(RECORDS SHOWN)
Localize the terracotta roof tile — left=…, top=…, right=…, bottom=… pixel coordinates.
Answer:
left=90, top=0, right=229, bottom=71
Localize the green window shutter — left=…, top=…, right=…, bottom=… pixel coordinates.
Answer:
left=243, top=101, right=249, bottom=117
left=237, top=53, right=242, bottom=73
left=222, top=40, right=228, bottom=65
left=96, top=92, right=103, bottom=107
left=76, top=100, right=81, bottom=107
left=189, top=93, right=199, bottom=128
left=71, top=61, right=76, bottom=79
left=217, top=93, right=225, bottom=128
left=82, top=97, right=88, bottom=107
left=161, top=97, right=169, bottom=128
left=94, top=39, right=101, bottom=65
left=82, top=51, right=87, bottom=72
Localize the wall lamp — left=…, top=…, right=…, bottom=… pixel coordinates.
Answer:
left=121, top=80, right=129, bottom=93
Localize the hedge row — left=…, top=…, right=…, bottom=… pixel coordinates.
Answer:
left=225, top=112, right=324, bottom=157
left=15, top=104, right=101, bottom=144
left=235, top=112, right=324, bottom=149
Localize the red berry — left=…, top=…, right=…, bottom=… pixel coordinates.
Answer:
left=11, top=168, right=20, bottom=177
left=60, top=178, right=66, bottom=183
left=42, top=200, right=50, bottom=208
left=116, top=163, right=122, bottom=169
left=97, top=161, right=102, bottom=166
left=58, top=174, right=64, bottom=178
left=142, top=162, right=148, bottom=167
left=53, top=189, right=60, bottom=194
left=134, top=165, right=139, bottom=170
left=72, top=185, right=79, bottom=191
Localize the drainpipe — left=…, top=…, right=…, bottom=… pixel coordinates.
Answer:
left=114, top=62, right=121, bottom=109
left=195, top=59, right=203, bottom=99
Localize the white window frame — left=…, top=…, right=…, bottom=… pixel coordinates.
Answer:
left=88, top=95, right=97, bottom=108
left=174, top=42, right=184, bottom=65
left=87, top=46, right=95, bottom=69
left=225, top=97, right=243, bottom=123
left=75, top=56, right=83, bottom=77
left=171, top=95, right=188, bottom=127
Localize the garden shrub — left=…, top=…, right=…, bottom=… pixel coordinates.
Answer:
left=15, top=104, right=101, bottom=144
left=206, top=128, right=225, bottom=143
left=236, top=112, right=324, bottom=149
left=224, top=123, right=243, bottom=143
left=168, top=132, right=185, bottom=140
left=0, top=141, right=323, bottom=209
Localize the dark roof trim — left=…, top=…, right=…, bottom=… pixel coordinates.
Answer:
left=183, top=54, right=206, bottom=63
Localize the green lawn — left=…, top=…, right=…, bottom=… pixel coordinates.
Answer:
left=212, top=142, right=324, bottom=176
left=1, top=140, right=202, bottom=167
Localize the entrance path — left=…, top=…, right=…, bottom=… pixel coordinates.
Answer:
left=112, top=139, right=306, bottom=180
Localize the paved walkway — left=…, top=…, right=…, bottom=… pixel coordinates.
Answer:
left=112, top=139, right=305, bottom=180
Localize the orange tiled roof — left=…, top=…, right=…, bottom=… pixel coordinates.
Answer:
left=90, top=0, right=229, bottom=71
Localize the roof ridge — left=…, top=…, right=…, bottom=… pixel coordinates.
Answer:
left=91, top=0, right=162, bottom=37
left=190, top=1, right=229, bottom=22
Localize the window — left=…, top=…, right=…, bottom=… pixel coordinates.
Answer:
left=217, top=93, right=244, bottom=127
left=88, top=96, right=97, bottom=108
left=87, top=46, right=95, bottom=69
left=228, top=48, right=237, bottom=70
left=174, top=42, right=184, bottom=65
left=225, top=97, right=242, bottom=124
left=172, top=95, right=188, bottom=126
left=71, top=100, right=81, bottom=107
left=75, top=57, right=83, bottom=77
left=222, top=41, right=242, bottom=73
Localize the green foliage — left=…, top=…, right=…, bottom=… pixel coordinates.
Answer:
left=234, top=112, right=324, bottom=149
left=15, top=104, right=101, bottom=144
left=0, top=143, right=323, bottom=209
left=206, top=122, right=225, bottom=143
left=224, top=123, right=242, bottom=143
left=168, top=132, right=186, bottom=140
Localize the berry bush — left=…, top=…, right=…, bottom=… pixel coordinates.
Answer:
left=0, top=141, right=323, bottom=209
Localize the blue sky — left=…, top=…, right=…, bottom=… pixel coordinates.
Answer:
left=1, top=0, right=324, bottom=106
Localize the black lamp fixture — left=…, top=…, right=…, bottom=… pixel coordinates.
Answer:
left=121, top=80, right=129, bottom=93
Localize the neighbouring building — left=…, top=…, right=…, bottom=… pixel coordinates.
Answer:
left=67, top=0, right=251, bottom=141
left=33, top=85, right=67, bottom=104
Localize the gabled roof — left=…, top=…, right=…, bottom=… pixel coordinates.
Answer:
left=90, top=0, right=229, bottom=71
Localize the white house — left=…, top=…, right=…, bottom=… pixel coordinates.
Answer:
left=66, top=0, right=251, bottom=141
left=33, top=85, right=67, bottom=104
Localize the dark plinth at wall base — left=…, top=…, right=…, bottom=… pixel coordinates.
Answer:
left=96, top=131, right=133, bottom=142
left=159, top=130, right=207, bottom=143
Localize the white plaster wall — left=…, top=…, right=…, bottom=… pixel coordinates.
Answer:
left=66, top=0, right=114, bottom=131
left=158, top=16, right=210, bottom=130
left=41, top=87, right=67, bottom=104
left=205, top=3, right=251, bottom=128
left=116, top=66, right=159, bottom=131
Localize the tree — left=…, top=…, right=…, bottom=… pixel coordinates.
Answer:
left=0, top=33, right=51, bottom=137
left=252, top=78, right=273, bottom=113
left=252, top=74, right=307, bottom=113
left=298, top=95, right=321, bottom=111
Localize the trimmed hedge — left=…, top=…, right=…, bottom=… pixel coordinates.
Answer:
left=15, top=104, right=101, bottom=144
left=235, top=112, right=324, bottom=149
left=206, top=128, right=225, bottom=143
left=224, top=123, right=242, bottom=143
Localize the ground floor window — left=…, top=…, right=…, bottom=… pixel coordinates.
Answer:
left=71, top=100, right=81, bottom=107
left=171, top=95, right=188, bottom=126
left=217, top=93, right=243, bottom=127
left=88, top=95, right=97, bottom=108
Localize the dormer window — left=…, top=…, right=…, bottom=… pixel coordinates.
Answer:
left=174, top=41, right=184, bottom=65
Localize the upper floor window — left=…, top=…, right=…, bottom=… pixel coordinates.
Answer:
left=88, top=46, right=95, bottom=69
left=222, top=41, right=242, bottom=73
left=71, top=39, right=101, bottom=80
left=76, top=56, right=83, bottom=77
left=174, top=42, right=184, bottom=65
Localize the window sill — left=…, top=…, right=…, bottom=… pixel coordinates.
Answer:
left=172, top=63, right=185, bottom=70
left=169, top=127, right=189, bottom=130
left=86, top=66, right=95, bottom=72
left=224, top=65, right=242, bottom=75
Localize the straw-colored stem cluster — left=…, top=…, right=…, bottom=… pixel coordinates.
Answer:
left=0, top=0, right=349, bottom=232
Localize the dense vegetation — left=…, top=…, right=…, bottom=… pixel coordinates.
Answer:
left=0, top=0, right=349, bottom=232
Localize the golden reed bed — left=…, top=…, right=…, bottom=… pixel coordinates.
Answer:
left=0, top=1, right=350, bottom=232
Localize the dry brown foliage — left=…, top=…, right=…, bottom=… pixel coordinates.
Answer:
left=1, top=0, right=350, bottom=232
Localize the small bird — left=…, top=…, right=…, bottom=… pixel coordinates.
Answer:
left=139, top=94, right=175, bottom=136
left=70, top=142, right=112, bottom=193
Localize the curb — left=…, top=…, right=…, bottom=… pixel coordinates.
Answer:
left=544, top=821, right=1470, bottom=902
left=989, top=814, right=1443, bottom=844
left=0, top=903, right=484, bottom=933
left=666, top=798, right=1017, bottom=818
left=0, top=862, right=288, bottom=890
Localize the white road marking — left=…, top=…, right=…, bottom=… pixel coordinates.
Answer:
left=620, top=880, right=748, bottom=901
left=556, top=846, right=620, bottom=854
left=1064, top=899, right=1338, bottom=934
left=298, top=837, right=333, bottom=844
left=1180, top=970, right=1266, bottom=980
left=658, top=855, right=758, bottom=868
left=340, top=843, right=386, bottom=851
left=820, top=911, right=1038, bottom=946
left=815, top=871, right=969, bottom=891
(End RECORDS SHOWN)
(RECORDS SHOWN)
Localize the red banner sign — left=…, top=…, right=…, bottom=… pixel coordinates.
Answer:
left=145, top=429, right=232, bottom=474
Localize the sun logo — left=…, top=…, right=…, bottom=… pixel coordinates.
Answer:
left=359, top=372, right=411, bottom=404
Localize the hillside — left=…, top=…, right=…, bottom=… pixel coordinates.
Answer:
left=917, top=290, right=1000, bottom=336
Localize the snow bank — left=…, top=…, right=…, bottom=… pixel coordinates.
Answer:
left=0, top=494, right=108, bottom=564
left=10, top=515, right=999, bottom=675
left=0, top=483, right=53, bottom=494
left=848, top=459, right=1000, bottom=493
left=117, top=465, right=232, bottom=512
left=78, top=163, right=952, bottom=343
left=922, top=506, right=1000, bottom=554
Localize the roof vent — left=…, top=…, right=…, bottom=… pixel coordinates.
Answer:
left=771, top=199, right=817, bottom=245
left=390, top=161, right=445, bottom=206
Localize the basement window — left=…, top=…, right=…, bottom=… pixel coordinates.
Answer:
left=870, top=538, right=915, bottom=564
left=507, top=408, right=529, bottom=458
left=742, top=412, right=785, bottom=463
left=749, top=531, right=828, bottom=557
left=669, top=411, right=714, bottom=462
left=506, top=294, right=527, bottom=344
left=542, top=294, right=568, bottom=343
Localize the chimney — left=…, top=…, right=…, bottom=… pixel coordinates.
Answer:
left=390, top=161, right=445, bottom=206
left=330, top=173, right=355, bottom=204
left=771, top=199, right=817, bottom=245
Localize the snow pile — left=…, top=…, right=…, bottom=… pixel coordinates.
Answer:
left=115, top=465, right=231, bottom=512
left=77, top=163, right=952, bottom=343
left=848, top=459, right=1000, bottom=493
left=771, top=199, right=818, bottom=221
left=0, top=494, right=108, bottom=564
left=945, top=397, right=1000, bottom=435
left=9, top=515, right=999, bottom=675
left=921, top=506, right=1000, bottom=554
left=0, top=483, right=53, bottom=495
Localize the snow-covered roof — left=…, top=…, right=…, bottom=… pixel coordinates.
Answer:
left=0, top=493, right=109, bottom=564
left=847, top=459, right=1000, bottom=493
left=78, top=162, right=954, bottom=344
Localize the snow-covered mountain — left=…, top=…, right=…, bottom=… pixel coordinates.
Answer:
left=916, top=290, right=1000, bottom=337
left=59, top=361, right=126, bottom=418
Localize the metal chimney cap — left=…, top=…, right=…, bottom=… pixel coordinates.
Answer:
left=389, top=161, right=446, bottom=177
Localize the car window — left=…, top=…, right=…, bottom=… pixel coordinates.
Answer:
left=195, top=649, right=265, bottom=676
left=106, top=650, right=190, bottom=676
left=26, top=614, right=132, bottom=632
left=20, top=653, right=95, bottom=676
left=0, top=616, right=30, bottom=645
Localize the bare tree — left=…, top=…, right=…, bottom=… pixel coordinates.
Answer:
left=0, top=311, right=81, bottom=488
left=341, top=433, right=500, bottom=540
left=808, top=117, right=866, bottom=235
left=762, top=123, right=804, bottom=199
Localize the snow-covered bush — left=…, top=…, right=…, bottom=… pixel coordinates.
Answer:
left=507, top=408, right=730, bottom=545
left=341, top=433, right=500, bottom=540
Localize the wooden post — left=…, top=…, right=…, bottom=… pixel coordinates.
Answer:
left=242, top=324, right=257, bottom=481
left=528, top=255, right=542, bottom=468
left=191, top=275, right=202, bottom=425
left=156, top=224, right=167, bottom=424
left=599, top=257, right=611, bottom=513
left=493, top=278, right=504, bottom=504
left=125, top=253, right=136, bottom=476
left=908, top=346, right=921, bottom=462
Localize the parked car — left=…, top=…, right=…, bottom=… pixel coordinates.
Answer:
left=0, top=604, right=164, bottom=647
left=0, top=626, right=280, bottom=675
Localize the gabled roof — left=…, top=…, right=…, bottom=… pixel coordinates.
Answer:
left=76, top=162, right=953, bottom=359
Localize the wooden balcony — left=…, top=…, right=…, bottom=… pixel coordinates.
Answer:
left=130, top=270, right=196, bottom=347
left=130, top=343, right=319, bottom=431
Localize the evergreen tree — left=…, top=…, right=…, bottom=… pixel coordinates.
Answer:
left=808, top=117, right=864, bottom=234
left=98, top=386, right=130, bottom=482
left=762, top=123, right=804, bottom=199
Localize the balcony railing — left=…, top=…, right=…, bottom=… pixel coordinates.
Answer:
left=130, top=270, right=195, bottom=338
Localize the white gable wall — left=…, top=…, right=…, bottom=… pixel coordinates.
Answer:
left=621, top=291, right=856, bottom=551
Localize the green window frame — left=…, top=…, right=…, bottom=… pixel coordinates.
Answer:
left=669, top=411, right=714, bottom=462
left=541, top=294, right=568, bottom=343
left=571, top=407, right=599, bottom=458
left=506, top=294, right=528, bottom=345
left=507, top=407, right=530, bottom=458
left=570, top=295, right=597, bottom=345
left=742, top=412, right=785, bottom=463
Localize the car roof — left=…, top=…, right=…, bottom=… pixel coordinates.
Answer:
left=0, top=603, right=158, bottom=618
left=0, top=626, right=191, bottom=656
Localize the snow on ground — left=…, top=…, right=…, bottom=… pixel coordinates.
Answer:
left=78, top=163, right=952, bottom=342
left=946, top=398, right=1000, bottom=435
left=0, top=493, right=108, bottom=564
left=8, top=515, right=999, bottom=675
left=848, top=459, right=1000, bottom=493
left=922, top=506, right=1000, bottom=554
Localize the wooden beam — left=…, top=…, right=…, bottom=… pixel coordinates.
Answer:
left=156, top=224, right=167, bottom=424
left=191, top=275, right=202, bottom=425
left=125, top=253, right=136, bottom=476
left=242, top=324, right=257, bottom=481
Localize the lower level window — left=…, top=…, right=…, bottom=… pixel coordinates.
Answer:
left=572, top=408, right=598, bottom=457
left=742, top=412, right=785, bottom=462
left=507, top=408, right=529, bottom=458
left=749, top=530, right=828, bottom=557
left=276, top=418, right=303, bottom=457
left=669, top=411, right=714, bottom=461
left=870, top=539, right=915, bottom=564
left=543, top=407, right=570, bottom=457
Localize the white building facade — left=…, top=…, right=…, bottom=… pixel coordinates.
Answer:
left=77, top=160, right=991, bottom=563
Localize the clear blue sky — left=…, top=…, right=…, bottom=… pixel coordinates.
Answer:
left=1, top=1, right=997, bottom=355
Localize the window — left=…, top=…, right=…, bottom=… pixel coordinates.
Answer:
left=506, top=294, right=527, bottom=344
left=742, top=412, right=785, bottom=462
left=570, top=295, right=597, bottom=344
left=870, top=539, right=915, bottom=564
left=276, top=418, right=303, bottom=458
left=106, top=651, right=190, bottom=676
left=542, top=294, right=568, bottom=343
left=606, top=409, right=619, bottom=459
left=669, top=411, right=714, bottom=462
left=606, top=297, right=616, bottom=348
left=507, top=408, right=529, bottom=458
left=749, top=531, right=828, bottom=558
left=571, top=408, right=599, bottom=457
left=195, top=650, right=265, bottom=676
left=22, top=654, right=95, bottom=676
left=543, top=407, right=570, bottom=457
(End RECORDS SHOWN)
(RECORDS SHOWN)
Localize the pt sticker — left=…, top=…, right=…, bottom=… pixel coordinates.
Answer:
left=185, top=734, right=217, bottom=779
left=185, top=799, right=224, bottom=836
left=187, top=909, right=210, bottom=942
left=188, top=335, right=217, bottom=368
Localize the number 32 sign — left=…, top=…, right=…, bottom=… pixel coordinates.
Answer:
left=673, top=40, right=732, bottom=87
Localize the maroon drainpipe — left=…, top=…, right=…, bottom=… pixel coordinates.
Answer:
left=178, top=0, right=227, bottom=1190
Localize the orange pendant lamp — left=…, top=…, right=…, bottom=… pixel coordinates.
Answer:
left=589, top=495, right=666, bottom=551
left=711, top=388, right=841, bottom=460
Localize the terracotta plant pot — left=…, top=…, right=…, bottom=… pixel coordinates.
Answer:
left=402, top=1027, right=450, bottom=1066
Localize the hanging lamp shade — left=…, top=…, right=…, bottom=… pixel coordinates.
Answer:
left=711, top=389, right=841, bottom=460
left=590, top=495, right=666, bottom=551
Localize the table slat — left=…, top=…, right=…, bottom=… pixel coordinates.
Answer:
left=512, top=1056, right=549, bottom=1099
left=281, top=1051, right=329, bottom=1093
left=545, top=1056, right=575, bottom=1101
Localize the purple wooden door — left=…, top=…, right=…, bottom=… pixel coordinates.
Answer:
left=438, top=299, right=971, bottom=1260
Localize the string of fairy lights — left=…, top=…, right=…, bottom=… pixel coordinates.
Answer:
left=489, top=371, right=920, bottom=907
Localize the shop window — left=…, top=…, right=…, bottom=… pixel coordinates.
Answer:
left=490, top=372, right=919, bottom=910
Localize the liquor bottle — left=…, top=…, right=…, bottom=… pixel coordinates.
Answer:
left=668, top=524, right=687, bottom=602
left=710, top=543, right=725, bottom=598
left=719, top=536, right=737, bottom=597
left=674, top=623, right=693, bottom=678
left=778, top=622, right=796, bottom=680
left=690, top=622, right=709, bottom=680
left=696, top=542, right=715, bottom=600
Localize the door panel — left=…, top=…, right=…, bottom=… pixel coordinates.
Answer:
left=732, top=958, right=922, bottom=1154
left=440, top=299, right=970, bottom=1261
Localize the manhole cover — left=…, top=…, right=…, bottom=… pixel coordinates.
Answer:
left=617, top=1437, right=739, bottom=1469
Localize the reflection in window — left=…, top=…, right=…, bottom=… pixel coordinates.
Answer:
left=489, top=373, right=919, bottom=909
(End RECORDS SHOWN)
■ WHAT YOU NEED TO DO ■
Above are some lines. Repeat exactly, and only, those from the line that has "Localize the garden" through the line that has "Localize the green foliage".

■ RESULT OF THE TASK ■
Localize the garden shrub — left=…, top=…, right=…, bottom=… pixel coordinates.
Answer:
left=15, top=104, right=101, bottom=144
left=206, top=128, right=225, bottom=143
left=236, top=112, right=324, bottom=149
left=224, top=123, right=243, bottom=143
left=168, top=132, right=185, bottom=140
left=0, top=141, right=323, bottom=209
Localize the dark roof trim — left=…, top=…, right=…, bottom=… pixel coordinates.
Answer:
left=183, top=54, right=206, bottom=63
Localize the green lawn — left=…, top=…, right=…, bottom=… pixel coordinates.
Answer:
left=212, top=142, right=324, bottom=176
left=1, top=140, right=202, bottom=167
Localize the entrance path — left=…, top=…, right=…, bottom=… pixel coordinates.
Answer:
left=112, top=139, right=306, bottom=180
Localize the paved walkway — left=…, top=…, right=…, bottom=… pixel coordinates.
Answer:
left=112, top=139, right=305, bottom=180
Localize the orange tiled roof — left=…, top=…, right=…, bottom=… pixel coordinates.
Answer:
left=90, top=0, right=229, bottom=71
Localize the roof ridge — left=…, top=…, right=…, bottom=… pixel coordinates.
Answer:
left=91, top=0, right=162, bottom=37
left=190, top=1, right=229, bottom=22
Localize the window — left=…, top=…, right=…, bottom=… pixel coordinates.
Answer:
left=217, top=93, right=244, bottom=127
left=88, top=96, right=97, bottom=108
left=87, top=46, right=95, bottom=69
left=228, top=48, right=237, bottom=70
left=174, top=42, right=184, bottom=65
left=225, top=97, right=242, bottom=124
left=172, top=95, right=188, bottom=126
left=71, top=100, right=81, bottom=107
left=75, top=57, right=83, bottom=77
left=222, top=41, right=242, bottom=73
Localize the green foliage — left=…, top=…, right=…, bottom=… pixel coordinates.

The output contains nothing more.